▶ _WHAT YOU WILL DO_: Show every line of the data where the word "this" can be found.

▶ _Referring expression pointing data_:
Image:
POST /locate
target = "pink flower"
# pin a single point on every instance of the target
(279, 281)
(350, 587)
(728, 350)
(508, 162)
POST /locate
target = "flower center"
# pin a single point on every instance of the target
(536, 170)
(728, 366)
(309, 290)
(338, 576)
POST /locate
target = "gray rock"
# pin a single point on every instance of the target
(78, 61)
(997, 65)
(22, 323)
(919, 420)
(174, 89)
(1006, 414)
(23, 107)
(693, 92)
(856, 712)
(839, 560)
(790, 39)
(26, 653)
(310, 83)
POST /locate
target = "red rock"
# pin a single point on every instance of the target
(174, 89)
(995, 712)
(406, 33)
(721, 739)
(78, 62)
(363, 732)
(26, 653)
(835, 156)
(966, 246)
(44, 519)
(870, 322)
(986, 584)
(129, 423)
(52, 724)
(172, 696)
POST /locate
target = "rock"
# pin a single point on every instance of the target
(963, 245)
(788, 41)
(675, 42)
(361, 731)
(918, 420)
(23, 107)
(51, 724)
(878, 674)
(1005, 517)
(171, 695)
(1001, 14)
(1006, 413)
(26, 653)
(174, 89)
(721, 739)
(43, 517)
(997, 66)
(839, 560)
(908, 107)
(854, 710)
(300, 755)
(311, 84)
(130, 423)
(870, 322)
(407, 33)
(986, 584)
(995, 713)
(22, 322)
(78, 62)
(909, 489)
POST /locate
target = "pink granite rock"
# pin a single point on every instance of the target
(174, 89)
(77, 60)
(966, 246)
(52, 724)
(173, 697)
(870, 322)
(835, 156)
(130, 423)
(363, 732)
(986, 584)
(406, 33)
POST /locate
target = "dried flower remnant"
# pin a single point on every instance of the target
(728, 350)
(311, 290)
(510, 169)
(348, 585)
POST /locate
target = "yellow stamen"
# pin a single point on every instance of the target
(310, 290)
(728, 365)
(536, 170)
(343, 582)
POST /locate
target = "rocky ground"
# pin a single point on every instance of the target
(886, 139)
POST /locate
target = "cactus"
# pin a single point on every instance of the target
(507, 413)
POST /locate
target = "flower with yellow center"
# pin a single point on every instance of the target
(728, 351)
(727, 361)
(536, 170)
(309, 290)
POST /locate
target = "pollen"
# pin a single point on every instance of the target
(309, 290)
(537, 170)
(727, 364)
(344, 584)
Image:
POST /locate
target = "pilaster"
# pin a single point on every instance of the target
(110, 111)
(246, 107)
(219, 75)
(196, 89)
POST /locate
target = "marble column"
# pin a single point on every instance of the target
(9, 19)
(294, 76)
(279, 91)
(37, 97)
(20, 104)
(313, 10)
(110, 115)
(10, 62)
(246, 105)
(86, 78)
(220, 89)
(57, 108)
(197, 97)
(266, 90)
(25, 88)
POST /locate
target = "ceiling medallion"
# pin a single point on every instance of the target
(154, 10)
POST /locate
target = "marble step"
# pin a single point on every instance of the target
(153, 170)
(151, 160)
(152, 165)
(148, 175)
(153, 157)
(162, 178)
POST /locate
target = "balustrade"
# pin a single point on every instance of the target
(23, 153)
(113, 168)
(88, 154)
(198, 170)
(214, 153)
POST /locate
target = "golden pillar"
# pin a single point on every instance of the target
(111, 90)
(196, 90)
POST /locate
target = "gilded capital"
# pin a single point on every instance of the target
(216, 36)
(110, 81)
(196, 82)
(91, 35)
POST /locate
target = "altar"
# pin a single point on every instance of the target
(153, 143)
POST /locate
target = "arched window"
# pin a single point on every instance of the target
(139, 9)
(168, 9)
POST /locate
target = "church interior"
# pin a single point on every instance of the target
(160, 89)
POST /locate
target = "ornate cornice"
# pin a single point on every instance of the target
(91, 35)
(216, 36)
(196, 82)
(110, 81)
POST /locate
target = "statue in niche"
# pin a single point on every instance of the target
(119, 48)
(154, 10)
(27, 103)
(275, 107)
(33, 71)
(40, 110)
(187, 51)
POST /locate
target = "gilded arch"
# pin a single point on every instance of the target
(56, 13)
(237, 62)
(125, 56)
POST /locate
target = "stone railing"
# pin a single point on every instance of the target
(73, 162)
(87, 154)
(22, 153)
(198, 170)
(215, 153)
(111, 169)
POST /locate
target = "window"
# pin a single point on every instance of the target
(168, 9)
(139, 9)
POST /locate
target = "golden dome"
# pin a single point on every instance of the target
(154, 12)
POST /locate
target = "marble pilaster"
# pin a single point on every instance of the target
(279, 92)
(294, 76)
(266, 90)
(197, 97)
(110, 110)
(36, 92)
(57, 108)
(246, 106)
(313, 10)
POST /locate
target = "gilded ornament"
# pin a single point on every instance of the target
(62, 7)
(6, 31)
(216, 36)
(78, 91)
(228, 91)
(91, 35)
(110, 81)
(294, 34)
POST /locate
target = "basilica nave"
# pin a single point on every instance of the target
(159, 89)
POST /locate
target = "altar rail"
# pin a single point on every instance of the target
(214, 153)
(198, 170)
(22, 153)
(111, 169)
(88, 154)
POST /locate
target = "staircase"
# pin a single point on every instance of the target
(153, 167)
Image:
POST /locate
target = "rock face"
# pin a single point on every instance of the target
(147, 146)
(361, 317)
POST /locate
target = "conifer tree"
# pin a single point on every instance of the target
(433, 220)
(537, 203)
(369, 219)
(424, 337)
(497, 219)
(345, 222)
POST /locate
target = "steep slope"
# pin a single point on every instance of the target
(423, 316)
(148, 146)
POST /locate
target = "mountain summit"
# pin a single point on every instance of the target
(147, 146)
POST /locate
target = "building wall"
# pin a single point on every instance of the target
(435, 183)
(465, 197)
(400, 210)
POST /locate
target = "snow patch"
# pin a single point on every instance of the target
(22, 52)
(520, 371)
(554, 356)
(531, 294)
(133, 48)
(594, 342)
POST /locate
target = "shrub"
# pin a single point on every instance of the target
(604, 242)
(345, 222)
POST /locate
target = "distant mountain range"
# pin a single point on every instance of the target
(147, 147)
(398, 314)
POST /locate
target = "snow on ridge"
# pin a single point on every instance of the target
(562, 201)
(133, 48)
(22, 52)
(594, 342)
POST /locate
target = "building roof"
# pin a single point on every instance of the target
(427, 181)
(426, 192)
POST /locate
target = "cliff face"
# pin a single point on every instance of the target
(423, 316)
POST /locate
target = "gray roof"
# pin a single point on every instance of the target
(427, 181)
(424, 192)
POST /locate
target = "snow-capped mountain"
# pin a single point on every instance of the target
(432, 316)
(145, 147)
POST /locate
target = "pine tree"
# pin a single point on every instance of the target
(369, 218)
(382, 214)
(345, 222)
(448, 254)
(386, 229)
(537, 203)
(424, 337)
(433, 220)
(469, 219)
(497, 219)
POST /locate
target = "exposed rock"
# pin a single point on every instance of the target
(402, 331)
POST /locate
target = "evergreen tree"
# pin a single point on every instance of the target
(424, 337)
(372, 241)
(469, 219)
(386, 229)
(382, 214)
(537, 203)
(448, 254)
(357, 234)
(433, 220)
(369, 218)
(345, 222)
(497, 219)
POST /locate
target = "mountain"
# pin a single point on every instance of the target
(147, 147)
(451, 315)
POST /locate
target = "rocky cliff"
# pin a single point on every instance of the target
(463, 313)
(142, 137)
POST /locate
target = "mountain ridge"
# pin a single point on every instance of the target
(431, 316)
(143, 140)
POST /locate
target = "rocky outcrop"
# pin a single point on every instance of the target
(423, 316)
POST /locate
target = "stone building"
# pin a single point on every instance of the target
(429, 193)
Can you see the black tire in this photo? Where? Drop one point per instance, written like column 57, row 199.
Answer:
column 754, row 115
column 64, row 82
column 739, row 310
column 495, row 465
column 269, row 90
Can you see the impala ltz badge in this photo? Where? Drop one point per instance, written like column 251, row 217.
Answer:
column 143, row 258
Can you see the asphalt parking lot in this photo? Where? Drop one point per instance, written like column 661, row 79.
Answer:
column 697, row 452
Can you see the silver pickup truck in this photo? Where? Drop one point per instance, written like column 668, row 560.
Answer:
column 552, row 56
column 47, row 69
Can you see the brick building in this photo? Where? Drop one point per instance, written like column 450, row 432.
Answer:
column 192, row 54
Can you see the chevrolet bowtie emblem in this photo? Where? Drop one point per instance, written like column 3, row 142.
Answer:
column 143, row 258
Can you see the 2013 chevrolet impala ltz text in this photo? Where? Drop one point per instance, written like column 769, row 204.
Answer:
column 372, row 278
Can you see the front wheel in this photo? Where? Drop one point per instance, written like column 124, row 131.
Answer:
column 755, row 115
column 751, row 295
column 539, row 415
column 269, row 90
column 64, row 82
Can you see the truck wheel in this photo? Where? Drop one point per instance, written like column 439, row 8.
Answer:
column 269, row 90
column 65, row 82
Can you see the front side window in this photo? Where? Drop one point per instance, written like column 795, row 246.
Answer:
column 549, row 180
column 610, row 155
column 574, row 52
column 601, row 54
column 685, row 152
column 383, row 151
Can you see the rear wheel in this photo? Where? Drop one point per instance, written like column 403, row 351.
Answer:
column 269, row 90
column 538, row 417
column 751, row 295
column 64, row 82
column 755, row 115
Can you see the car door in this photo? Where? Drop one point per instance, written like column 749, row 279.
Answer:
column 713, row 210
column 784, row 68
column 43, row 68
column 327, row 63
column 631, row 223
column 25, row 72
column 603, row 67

▶ _ANSWER AREA_:
Can you see the black tire in this photo? Where? Drop one point per instance, written like column 57, row 199.
Can you see the impala ltz badge in this photo? Where? Drop one point per instance, written like column 251, row 217.
Can you see the asphalt parking lot in this photo? Where? Drop one point per instance, written like column 661, row 79.
Can you see the silver pickup truck in this photo? Where? Drop one point per instance, written like column 668, row 560.
Can you see the brick building in this photo? Where? Drop one point per instance, written like column 450, row 432.
Can you see the chevrolet bowtie emblem in this photo? Where? Drop one point per instance, written like column 3, row 142.
Can you see the 2013 chevrolet impala ltz text in this photo? Where? Drop one point per instance, written like column 769, row 204.
Can you see the front wheel in this photo? Where? Drop one point per instance, written like column 124, row 131.
Can you see the truck wheel in this photo? Where? Drop one point per instance, written like column 439, row 8.
Can you see the front side window in this photo? Where? Drop one point per instance, written like column 795, row 246.
Can you see the rear wheel in this photo? Where? Drop one point per instance, written like column 403, row 351.
Can you see the car door in this photo? Where? Drop one point per instance, written like column 749, row 279.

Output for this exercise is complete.